▸ **PROBLEM**
Count the lines in the entries below that contain the word "table", treating uppercase and lowercase as different. Reply with the number only.

— start EXTRACTED DATA —

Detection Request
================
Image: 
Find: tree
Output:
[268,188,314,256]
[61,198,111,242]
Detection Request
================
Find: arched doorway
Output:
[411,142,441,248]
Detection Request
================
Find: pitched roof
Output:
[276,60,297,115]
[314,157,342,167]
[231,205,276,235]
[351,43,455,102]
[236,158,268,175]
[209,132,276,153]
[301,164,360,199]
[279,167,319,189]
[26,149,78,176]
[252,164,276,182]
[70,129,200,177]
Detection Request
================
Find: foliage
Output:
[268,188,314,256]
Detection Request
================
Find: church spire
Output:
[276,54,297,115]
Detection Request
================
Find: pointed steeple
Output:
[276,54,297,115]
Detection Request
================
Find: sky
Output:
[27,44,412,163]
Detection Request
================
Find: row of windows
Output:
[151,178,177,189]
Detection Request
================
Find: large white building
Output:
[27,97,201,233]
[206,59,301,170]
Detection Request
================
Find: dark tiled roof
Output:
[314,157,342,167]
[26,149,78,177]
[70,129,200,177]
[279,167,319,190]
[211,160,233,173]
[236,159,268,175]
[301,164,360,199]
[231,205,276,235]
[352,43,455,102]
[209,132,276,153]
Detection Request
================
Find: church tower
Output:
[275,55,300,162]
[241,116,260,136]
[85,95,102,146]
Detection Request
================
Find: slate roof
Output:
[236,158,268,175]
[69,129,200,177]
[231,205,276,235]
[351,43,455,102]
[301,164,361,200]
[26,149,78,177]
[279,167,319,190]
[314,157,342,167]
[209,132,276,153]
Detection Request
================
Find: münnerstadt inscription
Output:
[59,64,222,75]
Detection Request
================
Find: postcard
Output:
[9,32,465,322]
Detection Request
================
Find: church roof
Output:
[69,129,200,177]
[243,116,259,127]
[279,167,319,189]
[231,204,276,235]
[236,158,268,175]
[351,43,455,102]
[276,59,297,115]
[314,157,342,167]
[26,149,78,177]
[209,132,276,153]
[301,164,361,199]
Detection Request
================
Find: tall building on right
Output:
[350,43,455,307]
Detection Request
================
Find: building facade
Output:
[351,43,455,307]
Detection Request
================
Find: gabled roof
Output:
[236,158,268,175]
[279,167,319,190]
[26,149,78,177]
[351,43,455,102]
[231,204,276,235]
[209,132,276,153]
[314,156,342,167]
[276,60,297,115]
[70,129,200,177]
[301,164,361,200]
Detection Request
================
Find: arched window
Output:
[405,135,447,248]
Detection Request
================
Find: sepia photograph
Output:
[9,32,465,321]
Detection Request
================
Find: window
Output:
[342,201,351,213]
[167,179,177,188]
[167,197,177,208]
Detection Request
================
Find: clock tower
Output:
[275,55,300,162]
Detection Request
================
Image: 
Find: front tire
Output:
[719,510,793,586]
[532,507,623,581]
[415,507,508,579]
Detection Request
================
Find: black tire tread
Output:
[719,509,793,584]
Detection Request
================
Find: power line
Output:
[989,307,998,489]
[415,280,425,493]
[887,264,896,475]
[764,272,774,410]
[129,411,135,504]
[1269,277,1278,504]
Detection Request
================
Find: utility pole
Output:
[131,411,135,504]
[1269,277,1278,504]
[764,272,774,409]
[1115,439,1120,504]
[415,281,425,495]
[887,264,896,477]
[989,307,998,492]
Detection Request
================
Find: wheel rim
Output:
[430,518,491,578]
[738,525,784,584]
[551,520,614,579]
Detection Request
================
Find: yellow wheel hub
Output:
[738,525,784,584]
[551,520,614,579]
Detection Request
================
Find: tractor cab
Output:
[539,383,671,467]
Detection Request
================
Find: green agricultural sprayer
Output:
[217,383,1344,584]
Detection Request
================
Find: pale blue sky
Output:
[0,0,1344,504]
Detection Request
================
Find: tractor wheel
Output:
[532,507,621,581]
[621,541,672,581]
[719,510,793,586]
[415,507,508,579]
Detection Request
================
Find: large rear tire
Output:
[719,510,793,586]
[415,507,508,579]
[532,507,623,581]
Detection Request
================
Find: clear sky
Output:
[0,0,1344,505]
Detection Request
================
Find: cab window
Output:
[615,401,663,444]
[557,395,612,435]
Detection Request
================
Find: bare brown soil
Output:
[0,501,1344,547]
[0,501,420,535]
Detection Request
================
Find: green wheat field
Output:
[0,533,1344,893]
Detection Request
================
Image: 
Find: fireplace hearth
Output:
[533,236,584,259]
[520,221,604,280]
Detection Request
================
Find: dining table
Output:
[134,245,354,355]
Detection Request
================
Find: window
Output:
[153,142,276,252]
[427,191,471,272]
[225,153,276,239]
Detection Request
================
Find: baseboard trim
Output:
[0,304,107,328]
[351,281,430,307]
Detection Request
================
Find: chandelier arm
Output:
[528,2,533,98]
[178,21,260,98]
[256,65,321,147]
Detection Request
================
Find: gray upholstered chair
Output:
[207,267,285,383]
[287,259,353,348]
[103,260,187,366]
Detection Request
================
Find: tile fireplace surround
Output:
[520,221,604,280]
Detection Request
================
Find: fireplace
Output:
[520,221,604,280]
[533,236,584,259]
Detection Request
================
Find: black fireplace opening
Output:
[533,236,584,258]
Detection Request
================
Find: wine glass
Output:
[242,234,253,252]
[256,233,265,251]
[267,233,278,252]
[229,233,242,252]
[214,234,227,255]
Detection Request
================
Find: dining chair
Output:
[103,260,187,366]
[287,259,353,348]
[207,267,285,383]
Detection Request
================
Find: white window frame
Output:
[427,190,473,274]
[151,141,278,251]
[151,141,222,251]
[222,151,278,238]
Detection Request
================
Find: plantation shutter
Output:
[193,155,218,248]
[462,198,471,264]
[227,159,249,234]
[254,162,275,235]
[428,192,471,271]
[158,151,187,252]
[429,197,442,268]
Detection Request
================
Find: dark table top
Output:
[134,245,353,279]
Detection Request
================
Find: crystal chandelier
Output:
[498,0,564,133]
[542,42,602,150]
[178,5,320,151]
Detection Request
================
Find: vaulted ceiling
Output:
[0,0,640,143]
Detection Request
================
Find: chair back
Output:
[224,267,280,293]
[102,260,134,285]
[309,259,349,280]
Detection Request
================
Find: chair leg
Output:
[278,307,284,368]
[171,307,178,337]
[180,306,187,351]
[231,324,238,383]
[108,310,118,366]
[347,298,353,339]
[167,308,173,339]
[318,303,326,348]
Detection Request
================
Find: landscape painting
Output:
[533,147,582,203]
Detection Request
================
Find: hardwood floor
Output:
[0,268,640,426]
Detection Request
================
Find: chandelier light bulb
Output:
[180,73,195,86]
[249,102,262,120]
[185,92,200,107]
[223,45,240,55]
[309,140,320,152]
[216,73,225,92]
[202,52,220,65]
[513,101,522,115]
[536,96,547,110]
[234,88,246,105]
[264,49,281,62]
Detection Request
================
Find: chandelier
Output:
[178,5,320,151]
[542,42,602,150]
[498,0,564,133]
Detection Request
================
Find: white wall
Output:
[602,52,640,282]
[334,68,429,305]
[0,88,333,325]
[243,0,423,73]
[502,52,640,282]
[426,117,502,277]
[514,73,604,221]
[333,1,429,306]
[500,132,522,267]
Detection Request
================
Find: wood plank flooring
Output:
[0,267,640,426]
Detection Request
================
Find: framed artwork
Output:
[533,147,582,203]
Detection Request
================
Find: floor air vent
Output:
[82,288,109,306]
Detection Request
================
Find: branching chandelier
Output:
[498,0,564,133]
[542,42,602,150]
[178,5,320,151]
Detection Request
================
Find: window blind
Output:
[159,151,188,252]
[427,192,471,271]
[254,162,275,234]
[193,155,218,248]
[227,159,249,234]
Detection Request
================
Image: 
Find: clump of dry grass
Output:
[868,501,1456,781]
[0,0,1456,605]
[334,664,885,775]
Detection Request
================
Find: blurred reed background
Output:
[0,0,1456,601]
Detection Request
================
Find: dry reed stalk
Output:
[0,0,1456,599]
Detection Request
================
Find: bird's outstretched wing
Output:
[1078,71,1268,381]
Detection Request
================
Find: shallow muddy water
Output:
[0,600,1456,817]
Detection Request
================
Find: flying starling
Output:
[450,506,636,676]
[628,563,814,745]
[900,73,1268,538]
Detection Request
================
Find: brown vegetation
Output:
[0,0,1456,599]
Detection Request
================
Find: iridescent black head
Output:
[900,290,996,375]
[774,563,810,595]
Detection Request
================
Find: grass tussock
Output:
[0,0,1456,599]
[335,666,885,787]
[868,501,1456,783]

— end EXTRACTED DATA —

▸ **RIGHT ANSWER**
2